Consigne
Poursuivez l'article sur le retour aux études de Malia à partir de sa dernière ligne.

Article
┌────────
Son regard se durcit. « Mais un jour, un prof a remarqué, à plusieurs reprises, que je quittais son cours en plein milieu. Au début d’un de ses cours, il m’a prise à part et m’a dit une phrase qui m’a marquée : “Tu sais, Malia, si tu décroches, personne ici n’ira te chercher. Mais si tu restes, on va se battre avec toi.” »

Elle rit doucement. « Ça m’a vraiment fait quelque chose. Personne ne m’avait jamais parlé comme ça. »

Après une longue discussion avec ce professeur, Malia a décidé de revenir, mais autrement. « Je suis venue ici, à Eulalie, parce que ce n’est pas comme au secondaire normal. Ici, t’es avec d’autres adultes, il y a moins de jugement. On est là pour apprendre, mais à notre rythme. »

Elle pointe du menton un petit groupe d’amis qui rigolent un peu plus loin. « Il y a un vrai soutien entre nous. Quand je galère avec un truc, il y a toujours quelqu’un pour m’aider. J’ai jamais eu ça avant. »

Malia regarde l’heure sur son téléphone. Elle doit partir, mais avant, elle ajoute : « Je veux finir mon secondaire et aller faire un DEP. J’ai trouvé quelque chose qui me motive : l’éducation spécialisée. Avant, je n’aurais jamais pensé que j’aurais un projet comme celui-là. Maintenant, j’ai vraiment envie d’y arriver. »

Elle me regarde et sourit. « Il y a plein de jeunes comme moi qui quittent l’école parce qu’ils se sentent seuls dans le système. Mais ici, j’ai compris que, parfois, juste une personne qui croit en toi, ça peut tout changer. »

Elle rajuste son sac, me serre la main et s’éloigne dans la rue, disparaissant bientôt parmi d’autres étudiants.

« Revdec, c’est un rêve pour décrocheurs »
└────────
Données fournies
┌────────
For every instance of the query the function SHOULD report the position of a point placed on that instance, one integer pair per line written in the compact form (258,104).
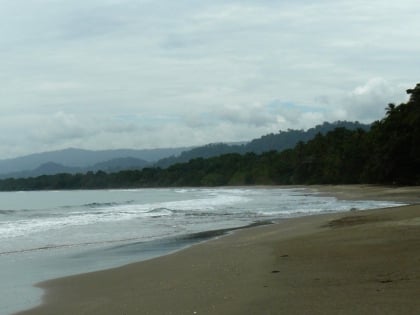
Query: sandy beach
(358,262)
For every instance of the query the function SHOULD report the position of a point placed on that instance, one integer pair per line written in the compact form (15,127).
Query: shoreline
(294,266)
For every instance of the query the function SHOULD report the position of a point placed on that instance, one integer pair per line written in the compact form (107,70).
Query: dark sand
(359,262)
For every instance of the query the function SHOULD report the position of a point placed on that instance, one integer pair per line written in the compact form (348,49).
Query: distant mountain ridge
(272,142)
(74,161)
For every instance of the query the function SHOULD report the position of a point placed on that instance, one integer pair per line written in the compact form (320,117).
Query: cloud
(141,73)
(367,102)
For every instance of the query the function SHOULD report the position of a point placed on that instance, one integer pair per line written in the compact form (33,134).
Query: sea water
(50,234)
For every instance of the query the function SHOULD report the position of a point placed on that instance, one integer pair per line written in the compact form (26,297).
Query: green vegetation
(389,153)
(272,142)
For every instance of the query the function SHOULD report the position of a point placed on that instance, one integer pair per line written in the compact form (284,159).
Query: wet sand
(359,262)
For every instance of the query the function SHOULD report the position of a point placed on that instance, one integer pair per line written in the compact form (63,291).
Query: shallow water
(50,234)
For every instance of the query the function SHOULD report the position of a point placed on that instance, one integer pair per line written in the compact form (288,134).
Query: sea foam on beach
(50,234)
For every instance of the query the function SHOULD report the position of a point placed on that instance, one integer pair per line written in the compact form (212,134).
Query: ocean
(50,234)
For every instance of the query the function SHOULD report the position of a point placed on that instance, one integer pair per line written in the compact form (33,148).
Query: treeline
(388,153)
(272,142)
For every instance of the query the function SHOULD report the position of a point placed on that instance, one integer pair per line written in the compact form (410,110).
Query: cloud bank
(141,74)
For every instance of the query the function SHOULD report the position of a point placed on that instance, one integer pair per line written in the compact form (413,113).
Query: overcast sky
(102,74)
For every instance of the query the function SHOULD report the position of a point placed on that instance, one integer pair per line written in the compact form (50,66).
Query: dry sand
(359,262)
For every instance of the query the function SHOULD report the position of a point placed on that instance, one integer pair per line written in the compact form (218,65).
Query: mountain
(116,165)
(78,158)
(271,142)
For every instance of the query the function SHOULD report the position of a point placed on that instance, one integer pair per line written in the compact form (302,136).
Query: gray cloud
(107,73)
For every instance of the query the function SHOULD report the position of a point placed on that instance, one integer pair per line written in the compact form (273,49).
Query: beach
(357,262)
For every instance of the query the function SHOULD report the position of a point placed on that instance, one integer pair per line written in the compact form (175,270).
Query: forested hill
(389,153)
(272,142)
└────────
Réponse
Pour comprendre ce qui pousse les jeunes à décrocher, je me suis entretenue avec Nassera Éloire, coordonnatrice de Revdec, un organisme communautaire montréalais qui lutte depuis 40 ans contre le décrochage scolaire. À ses côtés, Cyril Guiot, intervenant psychosocial. L’organisme, situé à Hochelaga-Maisonneuve, accueille chaque année une quarantaine de jeunes décrocheurs ou à risque de le devenir, âgés de 12 à 16 ans.

Il fait beau ce jour-là, mais l’air est encore frais pour un début de printemps. J’arrive dans les locaux de Revdec, et Nassera m’accueille. Elle me tend une tasse de café chaud et m’installe dans son bureau. Quelques minutes plus tard, Cyril se joint à nous. Il a un sourire contagieux. Il s’installe à son tour, et le dialogue se poursuit à trois.

Revdec, expliquent-ils, c’est une initiative née dans les années 1980. Elle a été portée par Michel Jacques, un religieux de la communauté des Frères des Écoles chrétiennes et éducateur engagé dans Hochelaga-Maisonneuve, aujourd’hui décédé. Il voulait offrir aux jeunes un lieu pour « qu’ils se prennent en main et s’épanouissent en mettant l’accent sur leurs forces ». Mais le nom de l’organisme, ce sont les premiers jeunes qui y ont été accueillis qui l’ont choisi.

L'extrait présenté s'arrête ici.